GIVEN INSTRUCTION: Can you reproduce every line of the material below word for word, without any changes?

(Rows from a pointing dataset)
■ ■ ■

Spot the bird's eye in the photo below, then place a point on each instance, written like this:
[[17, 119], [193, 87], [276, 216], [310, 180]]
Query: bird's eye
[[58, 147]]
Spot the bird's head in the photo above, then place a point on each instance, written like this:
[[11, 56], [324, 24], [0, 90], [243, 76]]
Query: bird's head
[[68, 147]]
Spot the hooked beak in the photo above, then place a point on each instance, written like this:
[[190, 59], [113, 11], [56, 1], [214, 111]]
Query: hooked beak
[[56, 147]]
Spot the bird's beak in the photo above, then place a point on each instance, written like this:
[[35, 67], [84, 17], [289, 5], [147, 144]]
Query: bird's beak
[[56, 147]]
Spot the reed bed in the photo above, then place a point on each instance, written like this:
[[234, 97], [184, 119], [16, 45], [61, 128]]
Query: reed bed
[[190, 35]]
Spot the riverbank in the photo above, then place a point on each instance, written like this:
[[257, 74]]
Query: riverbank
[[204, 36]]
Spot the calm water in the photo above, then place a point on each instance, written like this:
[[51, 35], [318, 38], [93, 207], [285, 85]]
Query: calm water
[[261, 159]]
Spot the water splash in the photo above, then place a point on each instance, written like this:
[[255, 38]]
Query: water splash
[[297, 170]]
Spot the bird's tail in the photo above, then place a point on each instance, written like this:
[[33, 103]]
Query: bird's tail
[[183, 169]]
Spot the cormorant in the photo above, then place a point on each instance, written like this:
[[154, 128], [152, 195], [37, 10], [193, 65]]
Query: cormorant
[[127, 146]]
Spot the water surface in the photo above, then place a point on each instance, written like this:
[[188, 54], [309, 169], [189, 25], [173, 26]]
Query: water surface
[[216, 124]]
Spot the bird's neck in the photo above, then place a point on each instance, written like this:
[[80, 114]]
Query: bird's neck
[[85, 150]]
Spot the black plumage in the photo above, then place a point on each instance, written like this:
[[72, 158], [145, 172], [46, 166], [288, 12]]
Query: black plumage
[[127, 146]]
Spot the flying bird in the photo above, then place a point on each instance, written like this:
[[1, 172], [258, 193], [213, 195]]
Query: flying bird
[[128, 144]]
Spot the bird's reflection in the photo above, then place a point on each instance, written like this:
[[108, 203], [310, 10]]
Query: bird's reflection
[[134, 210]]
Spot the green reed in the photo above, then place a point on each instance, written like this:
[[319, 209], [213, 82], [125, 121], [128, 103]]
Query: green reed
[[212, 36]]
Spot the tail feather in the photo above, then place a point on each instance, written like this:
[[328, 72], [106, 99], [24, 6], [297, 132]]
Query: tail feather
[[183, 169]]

■ ■ ■

RIGHT ANSWER:
Spot the bird's eye in the photo below, then place a point on each instance, written like this:
[[17, 119], [193, 87], [276, 216], [310, 180]]
Query: bird's eye
[[58, 147]]
Spot the bird's head in the photo above, then place a point on each instance, written like this:
[[11, 56], [324, 24], [0, 90], [243, 76]]
Query: bird's head
[[68, 147]]
Spot the hooked beak in the photo above, then place a point on each instance, written like this:
[[190, 59], [113, 11], [56, 1], [214, 111]]
Query: hooked beak
[[56, 147]]
Spot the bird's beak in the photo above, then place a point on each instance, written like this:
[[35, 67], [84, 17], [289, 5], [147, 144]]
Query: bird's beak
[[56, 147]]
Spot the reed bed in the photo above, then place a point on each instance, written like this:
[[234, 97], [184, 119], [16, 45], [61, 128]]
Query: reed bed
[[190, 35]]
Spot the riverbank in the photo above, then place a point on each instance, written like this:
[[257, 74]]
Query: riverbank
[[204, 36]]
Spot the calm water in the photo above, then place a point on each instance, written like this:
[[51, 35], [318, 38], [93, 207], [285, 85]]
Query: calm water
[[261, 159]]
Spot the water splash in the photo above, then place a point on each instance, written like this:
[[255, 38]]
Query: water splash
[[297, 170]]
Spot the bird's tail in the photo above, then place a point on each instance, written like this:
[[33, 103]]
Query: bird's tail
[[183, 169]]
Spot the cormorant in the photo above, then place a point on each instance, written like this:
[[154, 128], [152, 195], [37, 10], [193, 65]]
Query: cormorant
[[127, 146]]
Spot the water surface in the photo above, then place a point on each instance, written like this:
[[188, 54], [309, 169], [189, 25], [173, 26]]
Query: water surface
[[216, 124]]
Spot the bird's neck in the photo above, then place a point on each instance, written like this:
[[80, 114]]
Query: bird's neck
[[85, 150]]
Spot the black plumage in the photo above, then place a point on each instance, written like this:
[[72, 158], [145, 172], [46, 166], [288, 12]]
Query: black plumage
[[127, 146]]
Spot the flying bird in the photo above, then place a point on each instance, written like this:
[[1, 172], [258, 193], [213, 195]]
Query: flying bird
[[128, 144]]
Spot the bird's reflection in the photo above, then place a point on each instance, written like this:
[[108, 203], [310, 10]]
Query: bird's reflection
[[134, 210]]
Spot the green reed in the photo above, then place a point on each instance, written like this:
[[319, 209], [213, 82], [125, 121], [128, 103]]
Query: green reed
[[212, 36]]
Spot the tail feather in the photo above, then place a point on each instance, written like this:
[[328, 72], [106, 99], [24, 6], [297, 132]]
Query: tail feather
[[183, 169]]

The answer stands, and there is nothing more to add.